> _YOUR OBJECTIVE_:
Answer these from the text on the film Bomb Scared:
(a) What is its running time?
(b) Which company distributed it?
(c) How many ETA terrorists is the film about?

> _TEXT BLOCK_:
^^^^^^^^

- Spanish: Fe de etarras
- Directed by: Borja Cobeaga
- Written by: Diego San José; Borja Cobeaga;
- Starring: Javier Cámara; Julián López; Miren Ibarguren;
- Production companies: Deluxe Spain; Mediapro; Netflix;
- Distributed by: Netflix
- Release date: October 12, 2017 (Spain);
- Running time: 89 minutes
- Country: Spain
- Language: Spanish

= Bomb Scared =

2017 film by Borja Cobeaga

Bomb Scared (Fe de etarras) (Note: A word play on Fe de erratas ('errata slip') and etarra (plural: etarras; 'ETA members').) is a 2017 Spanish black comedy film about four Basque ETA terrorists who are planning a terrorist attack in Spain. The film was released worldwide on October 12, 2017, by Netflix.

^^^^^^^^

> _DATASET CONTENT_:
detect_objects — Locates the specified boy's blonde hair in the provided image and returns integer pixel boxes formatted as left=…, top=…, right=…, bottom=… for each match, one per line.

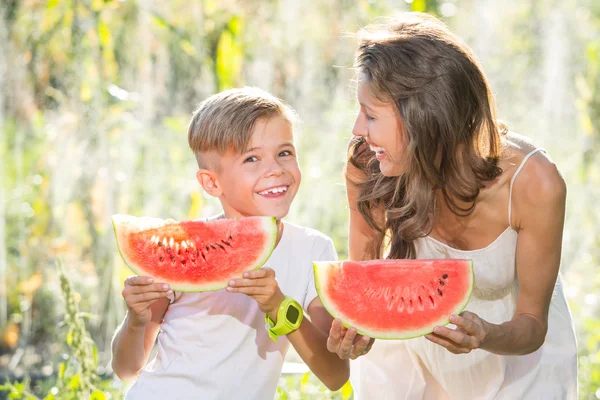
left=188, top=87, right=295, bottom=168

^^^^^^^^

> _RIGHT ANSWER_:
(a) 89 minutes
(b) Netflix
(c) Four